WORK TO COMPLETE
Reproduce every line of the records from the start through the line containing "point(330, 198)", both ends included, adding -59 to each coordinate in the answers. Leave the pictures out.

## Start

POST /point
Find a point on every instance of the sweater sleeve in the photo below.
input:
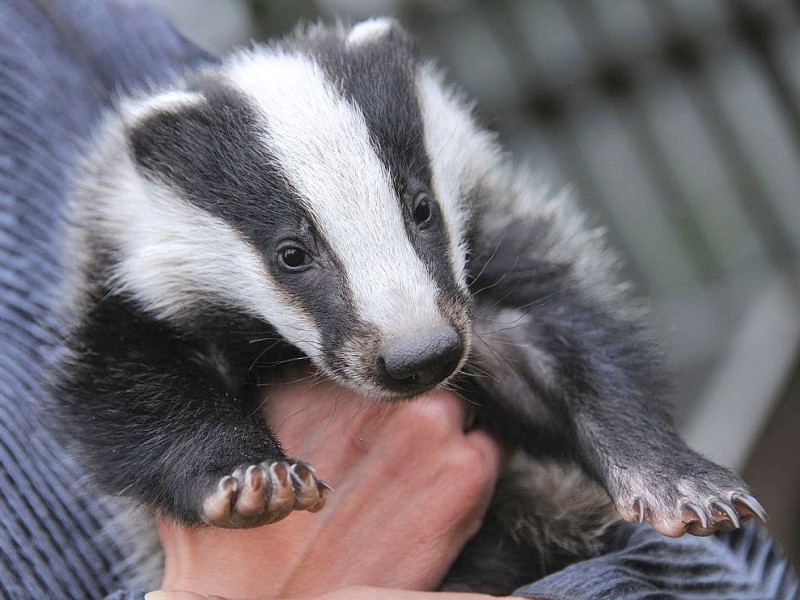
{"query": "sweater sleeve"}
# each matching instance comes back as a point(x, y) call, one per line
point(639, 563)
point(61, 63)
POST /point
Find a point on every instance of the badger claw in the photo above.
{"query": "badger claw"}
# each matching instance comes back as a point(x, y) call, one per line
point(747, 507)
point(725, 515)
point(263, 493)
point(640, 510)
point(693, 514)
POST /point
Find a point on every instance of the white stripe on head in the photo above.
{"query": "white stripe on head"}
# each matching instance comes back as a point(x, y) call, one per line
point(172, 253)
point(461, 155)
point(323, 144)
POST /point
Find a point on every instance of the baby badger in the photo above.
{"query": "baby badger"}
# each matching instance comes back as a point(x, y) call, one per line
point(330, 198)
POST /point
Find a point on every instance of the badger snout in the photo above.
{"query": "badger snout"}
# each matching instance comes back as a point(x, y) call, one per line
point(415, 363)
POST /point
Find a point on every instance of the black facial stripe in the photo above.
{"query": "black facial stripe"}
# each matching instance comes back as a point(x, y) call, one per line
point(379, 77)
point(215, 154)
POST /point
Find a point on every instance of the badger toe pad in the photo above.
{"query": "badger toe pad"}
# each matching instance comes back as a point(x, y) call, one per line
point(263, 493)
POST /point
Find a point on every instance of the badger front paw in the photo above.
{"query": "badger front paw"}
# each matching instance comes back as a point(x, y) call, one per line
point(264, 493)
point(708, 500)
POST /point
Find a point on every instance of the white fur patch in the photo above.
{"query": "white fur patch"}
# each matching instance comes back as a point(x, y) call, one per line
point(369, 31)
point(460, 155)
point(322, 142)
point(164, 102)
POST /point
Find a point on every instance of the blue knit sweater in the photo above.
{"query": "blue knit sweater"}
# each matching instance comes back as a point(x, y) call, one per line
point(61, 63)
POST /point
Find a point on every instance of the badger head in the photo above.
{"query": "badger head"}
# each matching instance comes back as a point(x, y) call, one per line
point(321, 185)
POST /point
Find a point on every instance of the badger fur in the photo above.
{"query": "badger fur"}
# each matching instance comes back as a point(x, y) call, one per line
point(330, 196)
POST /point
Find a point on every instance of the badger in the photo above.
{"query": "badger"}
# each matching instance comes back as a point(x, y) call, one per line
point(328, 198)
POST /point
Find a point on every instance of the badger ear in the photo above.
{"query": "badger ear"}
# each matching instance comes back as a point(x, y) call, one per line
point(162, 128)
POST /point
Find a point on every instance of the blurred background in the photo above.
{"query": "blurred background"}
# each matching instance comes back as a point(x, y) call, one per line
point(677, 123)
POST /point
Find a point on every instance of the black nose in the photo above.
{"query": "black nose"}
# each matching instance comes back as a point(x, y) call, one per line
point(418, 362)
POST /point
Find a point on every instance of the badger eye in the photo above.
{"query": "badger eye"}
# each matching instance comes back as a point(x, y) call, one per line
point(423, 209)
point(293, 258)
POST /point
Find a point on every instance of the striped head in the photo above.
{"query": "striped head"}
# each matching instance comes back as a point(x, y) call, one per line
point(320, 185)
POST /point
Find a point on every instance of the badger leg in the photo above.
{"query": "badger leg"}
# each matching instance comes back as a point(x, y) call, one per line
point(572, 373)
point(157, 423)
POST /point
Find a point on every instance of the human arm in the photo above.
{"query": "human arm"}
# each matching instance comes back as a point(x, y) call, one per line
point(410, 487)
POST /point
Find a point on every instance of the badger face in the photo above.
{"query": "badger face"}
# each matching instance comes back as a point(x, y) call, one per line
point(299, 184)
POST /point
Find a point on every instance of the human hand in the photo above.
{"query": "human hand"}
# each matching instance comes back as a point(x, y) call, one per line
point(411, 487)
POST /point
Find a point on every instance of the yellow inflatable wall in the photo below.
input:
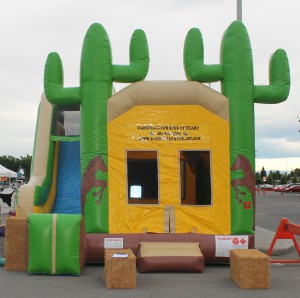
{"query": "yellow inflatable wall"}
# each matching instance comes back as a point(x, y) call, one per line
point(166, 133)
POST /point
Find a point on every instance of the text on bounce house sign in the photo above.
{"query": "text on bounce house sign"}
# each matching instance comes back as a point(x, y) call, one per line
point(169, 133)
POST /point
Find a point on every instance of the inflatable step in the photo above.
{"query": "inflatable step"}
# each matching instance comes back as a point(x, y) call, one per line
point(170, 257)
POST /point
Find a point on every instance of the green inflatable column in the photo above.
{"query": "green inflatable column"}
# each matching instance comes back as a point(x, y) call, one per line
point(236, 75)
point(97, 75)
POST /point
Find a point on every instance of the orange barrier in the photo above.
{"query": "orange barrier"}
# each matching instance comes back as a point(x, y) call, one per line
point(286, 230)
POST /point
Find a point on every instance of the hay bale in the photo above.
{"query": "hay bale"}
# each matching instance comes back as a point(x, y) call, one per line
point(16, 244)
point(120, 273)
point(250, 268)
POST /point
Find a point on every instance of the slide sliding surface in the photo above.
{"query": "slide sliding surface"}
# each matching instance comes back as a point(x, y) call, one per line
point(68, 200)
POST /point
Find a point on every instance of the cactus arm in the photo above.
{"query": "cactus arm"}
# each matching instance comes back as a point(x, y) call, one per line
point(194, 66)
point(139, 60)
point(53, 83)
point(96, 57)
point(279, 87)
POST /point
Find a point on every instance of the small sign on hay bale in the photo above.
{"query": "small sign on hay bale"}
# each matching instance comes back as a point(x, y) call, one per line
point(120, 272)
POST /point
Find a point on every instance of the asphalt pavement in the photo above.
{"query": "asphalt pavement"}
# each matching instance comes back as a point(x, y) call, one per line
point(215, 281)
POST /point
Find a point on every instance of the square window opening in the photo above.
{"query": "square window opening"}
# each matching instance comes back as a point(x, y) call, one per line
point(142, 177)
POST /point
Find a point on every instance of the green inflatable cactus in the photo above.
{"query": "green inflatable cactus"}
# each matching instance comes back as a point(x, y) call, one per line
point(236, 75)
point(97, 74)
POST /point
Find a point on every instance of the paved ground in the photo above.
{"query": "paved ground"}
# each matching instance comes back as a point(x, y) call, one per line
point(215, 281)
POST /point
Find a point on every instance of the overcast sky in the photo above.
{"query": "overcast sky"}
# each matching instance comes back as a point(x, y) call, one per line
point(31, 29)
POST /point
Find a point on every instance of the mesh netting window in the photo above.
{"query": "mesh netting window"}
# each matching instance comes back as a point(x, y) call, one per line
point(66, 121)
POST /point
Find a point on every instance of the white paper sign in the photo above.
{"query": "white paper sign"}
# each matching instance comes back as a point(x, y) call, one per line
point(225, 243)
point(113, 242)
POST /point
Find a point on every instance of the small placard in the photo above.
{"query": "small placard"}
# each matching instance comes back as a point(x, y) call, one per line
point(225, 243)
point(113, 242)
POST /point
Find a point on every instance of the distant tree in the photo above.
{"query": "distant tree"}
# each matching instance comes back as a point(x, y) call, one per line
point(263, 172)
point(284, 179)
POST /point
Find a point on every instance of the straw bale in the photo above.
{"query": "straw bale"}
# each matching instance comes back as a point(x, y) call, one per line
point(250, 268)
point(120, 273)
point(16, 244)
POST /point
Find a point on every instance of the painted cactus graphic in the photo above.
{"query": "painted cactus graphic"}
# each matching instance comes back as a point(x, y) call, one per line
point(97, 73)
point(235, 72)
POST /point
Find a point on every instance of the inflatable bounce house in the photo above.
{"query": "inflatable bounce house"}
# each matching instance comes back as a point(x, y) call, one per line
point(158, 161)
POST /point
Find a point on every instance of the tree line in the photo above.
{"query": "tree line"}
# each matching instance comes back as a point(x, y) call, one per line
point(14, 163)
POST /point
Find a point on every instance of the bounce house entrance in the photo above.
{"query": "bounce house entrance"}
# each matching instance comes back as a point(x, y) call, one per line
point(167, 162)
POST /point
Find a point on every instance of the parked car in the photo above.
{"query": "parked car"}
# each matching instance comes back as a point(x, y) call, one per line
point(284, 189)
point(266, 187)
point(279, 187)
point(293, 188)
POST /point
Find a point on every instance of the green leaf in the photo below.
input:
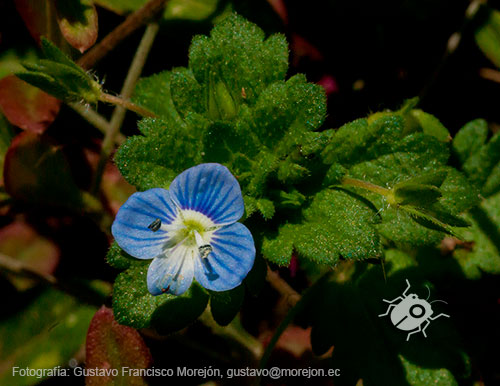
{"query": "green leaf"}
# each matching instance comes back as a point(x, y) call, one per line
point(59, 76)
point(26, 106)
point(225, 305)
point(286, 104)
point(337, 223)
point(154, 93)
point(254, 64)
point(77, 21)
point(178, 312)
point(481, 253)
point(6, 135)
point(430, 125)
point(134, 306)
point(470, 139)
point(45, 334)
point(408, 193)
point(266, 207)
point(153, 160)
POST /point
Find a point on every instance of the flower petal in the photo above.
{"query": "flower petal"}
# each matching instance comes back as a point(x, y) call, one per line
point(172, 272)
point(210, 189)
point(229, 262)
point(130, 227)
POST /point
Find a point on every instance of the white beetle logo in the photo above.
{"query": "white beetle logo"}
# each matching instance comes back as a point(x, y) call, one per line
point(411, 313)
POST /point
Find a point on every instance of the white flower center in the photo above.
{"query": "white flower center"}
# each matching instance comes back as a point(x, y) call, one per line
point(191, 229)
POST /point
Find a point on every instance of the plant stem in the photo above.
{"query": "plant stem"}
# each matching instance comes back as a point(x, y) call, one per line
point(234, 331)
point(366, 185)
point(129, 25)
point(125, 104)
point(122, 104)
point(95, 119)
point(289, 294)
point(452, 45)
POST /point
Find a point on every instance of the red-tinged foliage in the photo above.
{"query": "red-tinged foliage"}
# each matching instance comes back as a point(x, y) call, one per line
point(38, 18)
point(113, 346)
point(22, 242)
point(37, 172)
point(26, 106)
point(77, 21)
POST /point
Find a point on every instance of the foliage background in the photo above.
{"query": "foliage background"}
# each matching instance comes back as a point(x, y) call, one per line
point(370, 56)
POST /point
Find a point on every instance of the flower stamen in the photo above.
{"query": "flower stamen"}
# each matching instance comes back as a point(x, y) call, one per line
point(155, 225)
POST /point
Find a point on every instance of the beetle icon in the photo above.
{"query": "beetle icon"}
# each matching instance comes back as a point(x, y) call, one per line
point(411, 313)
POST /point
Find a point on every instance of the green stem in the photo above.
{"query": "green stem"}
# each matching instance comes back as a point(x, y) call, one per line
point(123, 103)
point(135, 20)
point(234, 331)
point(95, 119)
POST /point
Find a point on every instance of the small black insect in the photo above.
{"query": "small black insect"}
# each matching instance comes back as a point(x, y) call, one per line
point(155, 225)
point(205, 250)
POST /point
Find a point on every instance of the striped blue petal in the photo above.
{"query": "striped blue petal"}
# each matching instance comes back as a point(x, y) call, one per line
point(229, 262)
point(210, 189)
point(130, 227)
point(172, 272)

## End

PROBLEM SOLUTION
POST /point
Find a point on every instance of the sweater sleeve in the photo below.
input:
{"query": "sweater sleeve"}
# each matching instance comes back as a point(x, y) call, one per line
point(580, 504)
point(2, 4)
POST /point
Find a point on every instance of the badger claw in the photo above.
{"query": "badger claw"}
# each matching instance comes back as a point(x, y) call, one per line
point(688, 448)
point(666, 456)
point(204, 434)
point(581, 451)
point(634, 455)
POST /point
Find a point on every instance of the white stripe on head in the photo above.
{"query": "white stripe on head"}
# each matching instance comes back as a point(x, y) call, one per line
point(113, 194)
point(402, 96)
point(264, 85)
POST /point
Find a point on every instance of the baby badger in the photo above.
{"query": "baby badger"}
# each matching instance comes back as a point(x, y) call, one per line
point(271, 139)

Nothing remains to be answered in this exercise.